BEGIN

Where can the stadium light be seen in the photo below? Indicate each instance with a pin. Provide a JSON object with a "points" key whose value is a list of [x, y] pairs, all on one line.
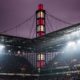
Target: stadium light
{"points": [[2, 46], [71, 44]]}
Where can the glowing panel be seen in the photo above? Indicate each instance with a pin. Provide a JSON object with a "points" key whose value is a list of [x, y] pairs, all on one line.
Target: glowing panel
{"points": [[41, 57], [40, 14]]}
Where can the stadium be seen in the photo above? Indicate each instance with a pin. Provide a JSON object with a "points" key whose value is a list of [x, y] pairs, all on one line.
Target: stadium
{"points": [[51, 56]]}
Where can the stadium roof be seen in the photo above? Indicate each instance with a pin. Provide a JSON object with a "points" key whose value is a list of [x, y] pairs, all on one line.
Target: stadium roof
{"points": [[14, 12]]}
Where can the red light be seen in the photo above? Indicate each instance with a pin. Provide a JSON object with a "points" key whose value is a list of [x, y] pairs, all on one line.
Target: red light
{"points": [[40, 7]]}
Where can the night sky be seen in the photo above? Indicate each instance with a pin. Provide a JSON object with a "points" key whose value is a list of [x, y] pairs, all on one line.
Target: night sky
{"points": [[13, 12]]}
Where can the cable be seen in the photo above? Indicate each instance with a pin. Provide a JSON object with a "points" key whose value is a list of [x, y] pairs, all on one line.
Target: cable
{"points": [[52, 16], [18, 25], [48, 22]]}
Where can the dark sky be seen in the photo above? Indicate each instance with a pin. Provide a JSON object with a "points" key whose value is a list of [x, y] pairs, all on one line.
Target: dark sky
{"points": [[13, 12]]}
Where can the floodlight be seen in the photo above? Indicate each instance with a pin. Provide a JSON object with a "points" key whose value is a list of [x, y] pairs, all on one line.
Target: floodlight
{"points": [[2, 46], [71, 44]]}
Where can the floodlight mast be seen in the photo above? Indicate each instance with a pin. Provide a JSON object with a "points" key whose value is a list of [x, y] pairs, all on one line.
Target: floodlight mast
{"points": [[40, 32], [40, 21]]}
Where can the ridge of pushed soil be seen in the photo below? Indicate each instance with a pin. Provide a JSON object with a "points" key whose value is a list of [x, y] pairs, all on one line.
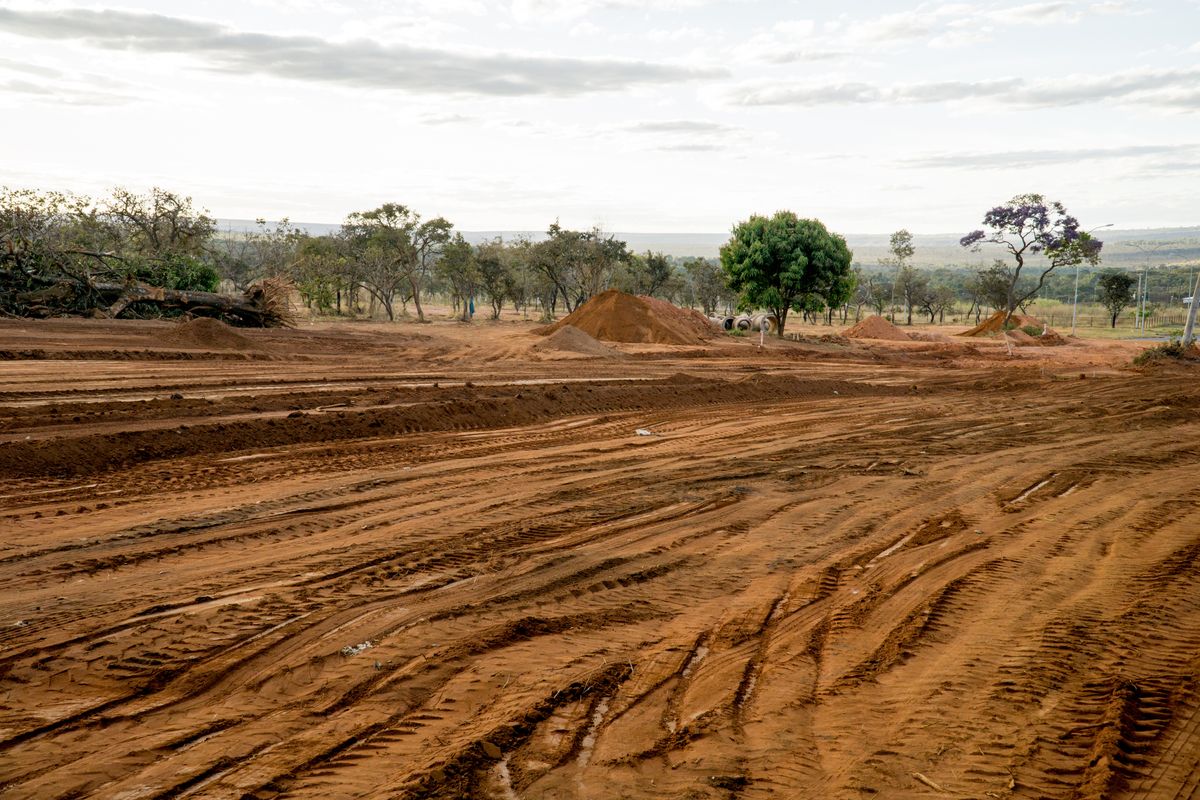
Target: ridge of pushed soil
{"points": [[205, 332], [619, 317], [876, 328]]}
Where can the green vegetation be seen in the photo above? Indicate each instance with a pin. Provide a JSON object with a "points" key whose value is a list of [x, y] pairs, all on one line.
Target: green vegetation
{"points": [[784, 263], [382, 262]]}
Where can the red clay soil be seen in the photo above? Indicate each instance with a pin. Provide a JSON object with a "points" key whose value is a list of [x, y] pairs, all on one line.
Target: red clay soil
{"points": [[995, 324], [846, 571], [209, 334], [569, 338], [876, 328], [618, 317]]}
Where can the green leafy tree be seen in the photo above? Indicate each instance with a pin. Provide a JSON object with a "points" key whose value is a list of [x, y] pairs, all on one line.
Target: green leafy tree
{"points": [[577, 263], [1116, 292], [901, 251], [646, 275], [495, 262], [939, 299], [781, 262], [395, 251], [459, 268]]}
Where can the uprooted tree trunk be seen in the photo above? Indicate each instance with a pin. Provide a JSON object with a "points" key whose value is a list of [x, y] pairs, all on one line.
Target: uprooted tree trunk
{"points": [[263, 305]]}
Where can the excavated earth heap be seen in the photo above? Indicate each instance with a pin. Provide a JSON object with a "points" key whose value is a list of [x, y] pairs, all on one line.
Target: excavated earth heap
{"points": [[208, 334], [995, 324], [876, 328], [618, 317], [569, 338]]}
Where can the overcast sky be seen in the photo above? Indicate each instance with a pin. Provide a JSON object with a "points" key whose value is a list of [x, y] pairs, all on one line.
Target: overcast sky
{"points": [[640, 115]]}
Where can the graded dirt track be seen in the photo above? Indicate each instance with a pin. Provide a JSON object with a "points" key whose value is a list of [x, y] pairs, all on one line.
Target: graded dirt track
{"points": [[424, 561]]}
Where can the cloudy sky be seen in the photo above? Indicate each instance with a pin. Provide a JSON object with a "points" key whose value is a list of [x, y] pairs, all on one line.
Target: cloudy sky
{"points": [[641, 115]]}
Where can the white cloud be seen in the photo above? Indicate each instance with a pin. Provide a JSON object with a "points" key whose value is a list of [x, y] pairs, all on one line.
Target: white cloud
{"points": [[1020, 158], [564, 10], [358, 64], [1169, 89]]}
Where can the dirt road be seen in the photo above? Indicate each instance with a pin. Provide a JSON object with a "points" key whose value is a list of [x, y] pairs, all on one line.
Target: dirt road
{"points": [[351, 563]]}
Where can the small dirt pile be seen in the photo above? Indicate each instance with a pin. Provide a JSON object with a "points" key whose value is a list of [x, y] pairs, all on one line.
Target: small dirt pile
{"points": [[569, 338], [207, 334], [995, 324], [876, 328], [618, 317]]}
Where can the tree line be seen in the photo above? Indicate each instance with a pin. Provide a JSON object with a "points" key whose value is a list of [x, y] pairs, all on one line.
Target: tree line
{"points": [[389, 259]]}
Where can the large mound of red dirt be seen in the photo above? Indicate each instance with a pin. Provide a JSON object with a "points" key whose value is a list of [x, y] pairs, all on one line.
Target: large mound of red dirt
{"points": [[569, 338], [876, 328], [208, 334], [618, 317]]}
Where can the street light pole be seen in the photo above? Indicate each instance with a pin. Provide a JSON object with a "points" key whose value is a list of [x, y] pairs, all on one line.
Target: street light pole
{"points": [[1146, 250], [1074, 307], [1192, 313]]}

END

- TASK DESCRIPTION
Output the entries above verbatim. Omit the images.

- THE COMPLETED TASK
Where can the stadium light be seen in the photo below? Indicate each instance with a pin. Provide a JSON object with a "points" key whose value is a list of [x, y] pairs, all on one line.
Target: stadium light
{"points": [[2, 46], [71, 44]]}
Where can the glowing panel be seen in the photo above? Indicate each instance with a pin. Provide a JSON object with a "points" key whose value is a list of [x, y] pairs, all on one line.
Target: glowing panel
{"points": [[41, 57], [40, 14]]}
Where can the stadium be seen in the photo above? Indicate each instance with a pin. Provide a JSON object with a "points" key whose value is a list of [x, y] pairs, all on one line.
Target: stadium
{"points": [[51, 56]]}
Where can the stadium roof be seen in the photo above? Indicate each instance with a pin. Provide a JSON object with a "points" key whose value is a list of [x, y] pairs, all on one line.
Target: stadium roof
{"points": [[14, 12]]}
Where can the red light be seen in the photo above? Indicate each instance with a pin. Provide a JSON object with a "points" key whose value is a list of [x, y] pairs, all on one line.
Target: red light
{"points": [[40, 7]]}
Where can the night sky be seen in the photo above? Indicate each instance with a pin. Provide a JSON object with a "points" key whose value is a list of [x, y] pairs, all on one line.
Target: night sky
{"points": [[13, 12]]}
Where can the cable be seen in the photo above? Indicate each instance with a pin. Provide a JSON object with a "points" key whose value is a list of [x, y] pairs, all on one line.
Target: cable
{"points": [[52, 16], [18, 25], [48, 22]]}
Where can the dark sky be seen in the photo above? Indicate each instance with a pin. Provide a JSON object with a "points" key whose value is a list of [x, y] pairs, all on one line.
Target: dark sky
{"points": [[13, 12]]}
Where can the floodlight be seen in the photo above? Indicate each instance with a pin. Provide a JSON object with a "points" key whose value is a list of [x, y] pairs, all on one line.
Target: floodlight
{"points": [[2, 46], [71, 44]]}
Where can the floodlight mast be seen in the photo above? Indicate each instance with a pin. Provide a JSON object with a "points" key whose value is a list of [x, y] pairs, all on one line.
Target: floodlight mast
{"points": [[40, 32], [40, 21]]}
Where can the ridge of pushed soil be seen in the photo below? Indicate each instance with a pin. Provide a JSON object with a "points" key whose value is a list of [x, y] pairs, all on one line.
Target: ridge of pushed soil
{"points": [[205, 332], [619, 317], [876, 328]]}
Where can the green vegetation be seen in the photo above? Indicate each instance with a pin. Provide a JSON object with a "points" key whose value is a list of [x, y] pairs, all on one line.
Target: green vegetation
{"points": [[784, 263], [382, 262]]}
Where can the red clay soil be seen in the photo above? Indicate each instance with a pin. Provide a JSON object with a "points" key whose value is a list of [x, y] pairs, all on one line.
Target: red clay soil
{"points": [[995, 324], [846, 571], [209, 334], [569, 338], [876, 328], [618, 317]]}
Where can the green leafy tree be seen in the photo above? Indicate each instance with a pin. Provide a JSON object with a "points" key whose value is a list of [x, y] pairs, all on one line.
Target: green leafy tree
{"points": [[577, 263], [1116, 292], [901, 251], [646, 275], [495, 262], [939, 299], [781, 262], [395, 251], [459, 268]]}
Where can the uprooted tree trunk be seen in the photo above? Indicate each instance with a pin. Provide a JSON object with a "points" key whose value is a list of [x, y] pairs, all on one line.
Target: uprooted tree trunk
{"points": [[263, 305]]}
Where can the excavated earth heap be seen in the photo above? Indicate each instance with a pin. Provide a JSON object with a "points" key whose value is a list of [x, y] pairs, all on one line.
Target: excavated earth heap
{"points": [[208, 334], [995, 324], [876, 328], [618, 317], [569, 338]]}
Where can the overcast sky be seen in the photo above? Indicate each instance with a pin. Provide a JSON object with a "points" key whose value is a list of [x, y] pairs, all on one line.
Target: overcast sky
{"points": [[640, 115]]}
Where can the graded dirt track be seen in the photo above? Indicate each instance with a pin. Provide a JSON object with a "points" key whose value is a list of [x, y] pairs, all on one line.
Target: graded dirt track
{"points": [[424, 561]]}
Where can the cloudy sky be seen in the photo above? Indicate each instance with a pin. Provide a JSON object with a "points" key whose value is a list of [x, y] pairs, all on one line.
Target: cloudy sky
{"points": [[641, 115]]}
Where can the white cloud be seen in the photo above? Indicate each instance with a pin. Provide a JSON object with a "points" key whose value is a list of [x, y] pairs, all on one line.
Target: white cloud
{"points": [[1020, 158], [564, 10], [358, 64], [1169, 89]]}
Where can the dirt road be seen in the photo above? Indicate each instance with a pin. Provide a JSON object with a "points" key whose value is a list of [x, y] pairs, all on one line.
Target: dirt road
{"points": [[351, 563]]}
Where can the small dirt pile be seen in the photo above? Indicate each instance with a pin. Provide a JSON object with a "points" key whose value is a list of [x, y] pairs, all on one line.
Target: small dirt pile
{"points": [[569, 338], [207, 334], [995, 324], [876, 328], [618, 317]]}
Where can the tree line be seen in the photo above? Indicate each instance with a pin. Provide a JSON object with a "points" key whose value is a list of [x, y] pairs, all on one line.
Target: tree line
{"points": [[389, 259]]}
Where can the large mound of red dirt be seen in the photo above? Indicate each instance with a pin. Provide a JSON object with a "points" key whose value is a list of [x, y] pairs, all on one line.
Target: large mound of red dirt
{"points": [[569, 338], [876, 328], [208, 334], [618, 317]]}
Where can the street light pole be seen in the photo above? Indicate each instance with a pin. Provide a JSON object with a "points" key whose value is a list of [x, y] pairs, all on one line.
Target: street light pole
{"points": [[1146, 250], [1074, 307], [1192, 313]]}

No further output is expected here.